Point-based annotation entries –
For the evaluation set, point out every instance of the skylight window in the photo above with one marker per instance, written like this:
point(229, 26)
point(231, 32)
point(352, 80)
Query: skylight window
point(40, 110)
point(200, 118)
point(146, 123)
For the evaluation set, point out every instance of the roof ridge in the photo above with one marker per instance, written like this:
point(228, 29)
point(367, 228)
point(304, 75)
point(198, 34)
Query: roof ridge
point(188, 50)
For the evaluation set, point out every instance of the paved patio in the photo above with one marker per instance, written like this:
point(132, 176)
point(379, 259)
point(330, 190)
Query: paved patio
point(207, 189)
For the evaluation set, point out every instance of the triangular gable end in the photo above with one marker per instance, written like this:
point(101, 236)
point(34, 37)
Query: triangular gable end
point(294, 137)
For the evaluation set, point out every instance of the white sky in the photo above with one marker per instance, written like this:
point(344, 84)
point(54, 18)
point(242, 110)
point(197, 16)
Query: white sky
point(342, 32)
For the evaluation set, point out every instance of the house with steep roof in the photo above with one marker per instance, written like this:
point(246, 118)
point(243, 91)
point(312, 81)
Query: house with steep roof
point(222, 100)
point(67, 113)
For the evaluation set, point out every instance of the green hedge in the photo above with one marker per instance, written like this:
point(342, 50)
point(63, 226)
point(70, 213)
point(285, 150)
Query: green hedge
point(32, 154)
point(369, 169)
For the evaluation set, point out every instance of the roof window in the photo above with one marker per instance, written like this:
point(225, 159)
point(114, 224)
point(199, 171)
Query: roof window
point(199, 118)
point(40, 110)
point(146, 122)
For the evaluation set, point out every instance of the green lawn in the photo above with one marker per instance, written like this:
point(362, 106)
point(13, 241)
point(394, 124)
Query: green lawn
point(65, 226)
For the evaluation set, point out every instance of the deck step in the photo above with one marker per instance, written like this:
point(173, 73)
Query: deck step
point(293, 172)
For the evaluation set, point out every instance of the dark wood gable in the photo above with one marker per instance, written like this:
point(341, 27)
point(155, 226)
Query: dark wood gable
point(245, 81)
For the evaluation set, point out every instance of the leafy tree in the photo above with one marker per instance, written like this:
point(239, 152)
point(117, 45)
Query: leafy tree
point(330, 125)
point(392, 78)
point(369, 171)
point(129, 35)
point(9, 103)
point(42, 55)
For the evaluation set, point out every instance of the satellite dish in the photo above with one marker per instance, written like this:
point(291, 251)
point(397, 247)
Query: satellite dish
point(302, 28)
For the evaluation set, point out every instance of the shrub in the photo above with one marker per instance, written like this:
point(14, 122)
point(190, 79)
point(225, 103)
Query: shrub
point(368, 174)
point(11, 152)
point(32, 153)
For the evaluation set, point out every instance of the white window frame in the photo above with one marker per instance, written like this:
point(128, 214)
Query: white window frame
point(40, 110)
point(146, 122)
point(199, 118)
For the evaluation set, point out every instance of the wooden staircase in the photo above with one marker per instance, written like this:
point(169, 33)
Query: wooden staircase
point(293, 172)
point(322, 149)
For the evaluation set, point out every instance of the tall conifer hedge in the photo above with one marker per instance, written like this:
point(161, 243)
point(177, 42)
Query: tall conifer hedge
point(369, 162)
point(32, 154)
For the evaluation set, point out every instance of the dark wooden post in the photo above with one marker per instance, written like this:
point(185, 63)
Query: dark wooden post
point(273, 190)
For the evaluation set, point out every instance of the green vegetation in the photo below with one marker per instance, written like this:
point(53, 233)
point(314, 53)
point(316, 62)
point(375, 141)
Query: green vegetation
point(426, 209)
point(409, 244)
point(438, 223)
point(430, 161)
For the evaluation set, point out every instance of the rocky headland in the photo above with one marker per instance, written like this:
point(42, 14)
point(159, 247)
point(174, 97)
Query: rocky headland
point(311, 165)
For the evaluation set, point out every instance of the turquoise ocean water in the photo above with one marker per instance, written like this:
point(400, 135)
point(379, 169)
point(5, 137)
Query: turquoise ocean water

Work to be completed – Reproduce all of the entries above word for word.

Exercise result –
For the evaluation set, point out every instance of the skylight window in the photo above with one marker per instance, written like this:
point(229, 26)
point(231, 32)
point(352, 80)
Query: skylight window
point(40, 110)
point(200, 118)
point(146, 123)
For the evaluation set, point out every instance of the roof ridge in the photo above with one marker per instance, written like this:
point(228, 29)
point(367, 228)
point(304, 75)
point(198, 34)
Query: roof ridge
point(188, 50)
For the evaluation set, point out every instance of the paved patio in the photo above with one marker per instance, written like this:
point(132, 176)
point(379, 259)
point(330, 190)
Query: paved patio
point(207, 189)
For the evaluation set, point out every instance of the triangular gable end in the photo above with one marker per instance, written like this:
point(101, 236)
point(34, 37)
Query: triangular gable end
point(294, 137)
For the evaluation set, point out every instance of the white sky in the photo above with one marker per instance, written like this:
point(344, 84)
point(54, 18)
point(242, 110)
point(197, 16)
Query: white sky
point(342, 32)
For the evaluation set, point out every instance of the house with steep roof in the photo above with one marker per instance, written like this:
point(246, 118)
point(243, 91)
point(312, 81)
Query: house with steep roof
point(222, 100)
point(67, 113)
For the evaluation set, point out every instance of the green hedge in the photo above with one marker per instance, written like this:
point(342, 50)
point(63, 226)
point(70, 213)
point(285, 150)
Query: green hedge
point(32, 154)
point(369, 169)
For the evaluation set, point out every instance of the roof window in the photo above with one marker per instance, written like this:
point(225, 159)
point(114, 224)
point(199, 171)
Query: roof window
point(199, 118)
point(40, 110)
point(146, 122)
For the evaluation set, point out every instance of the green lawn in the photo above with one marker per instance, written like this:
point(362, 106)
point(13, 241)
point(394, 124)
Query: green lawn
point(65, 226)
For the evaluation set, point out every instance of the deck step in the photo above with one marker per instance, written like this:
point(173, 73)
Query: deck step
point(293, 172)
For the evaluation set, point out every instance of the dark wood gable in the photo above with one marker per instance, written like this:
point(341, 27)
point(155, 226)
Query: dark wood gable
point(245, 81)
For the evaluation set, point out every instance of the leafy tree in the photo above with one marker per instance, written like this:
point(239, 152)
point(117, 45)
Query: leafy tree
point(330, 125)
point(392, 78)
point(369, 171)
point(129, 35)
point(9, 103)
point(42, 55)
For the evaluation set, point out every instance of the satellite dish in the photo above with one marker per instance, written like this:
point(291, 251)
point(397, 247)
Query: satellite dish
point(302, 28)
For the evaluation set, point out every instance of the shrub in the photo above with one marker per instance, written like this:
point(14, 122)
point(190, 79)
point(225, 103)
Query: shrub
point(368, 174)
point(11, 152)
point(32, 153)
For the evaluation set, point out every instance of the white window frame in the photo above with one marker per instance, written like this:
point(128, 214)
Query: white window frame
point(40, 110)
point(146, 122)
point(199, 118)
For the evaluation set, point out every instance of the wooden staircase in the photo above with one marker per instance, written like this:
point(169, 33)
Query: wooden staircase
point(293, 172)
point(322, 149)
For the evaluation set, point out every instance of the tall conifer hedge in the photo above with one marker per instance, written like this:
point(161, 243)
point(177, 42)
Query: tall conifer hedge
point(369, 162)
point(32, 154)
For the evaluation set, point out every instance of the dark wooden post in the photo above with one marker per instance, written like this:
point(185, 63)
Query: dark wooden post
point(273, 190)
For the evaluation set, point out every instance of the green vegetation in the photo below with one marker per instance, written like this:
point(53, 233)
point(314, 53)
point(316, 62)
point(375, 141)
Query: green vegetation
point(426, 209)
point(409, 244)
point(438, 223)
point(430, 161)
For the evaluation set, point out every instance of the rocky headland in the photo above with one marker per instance, written like this:
point(42, 14)
point(159, 247)
point(174, 97)
Query: rocky headland
point(311, 165)
For the evaluation set, point out every instance of the turquoise ocean water in the photo above with one marker per instance, written like this:
point(400, 135)
point(379, 169)
point(5, 137)
Query: turquoise ocean water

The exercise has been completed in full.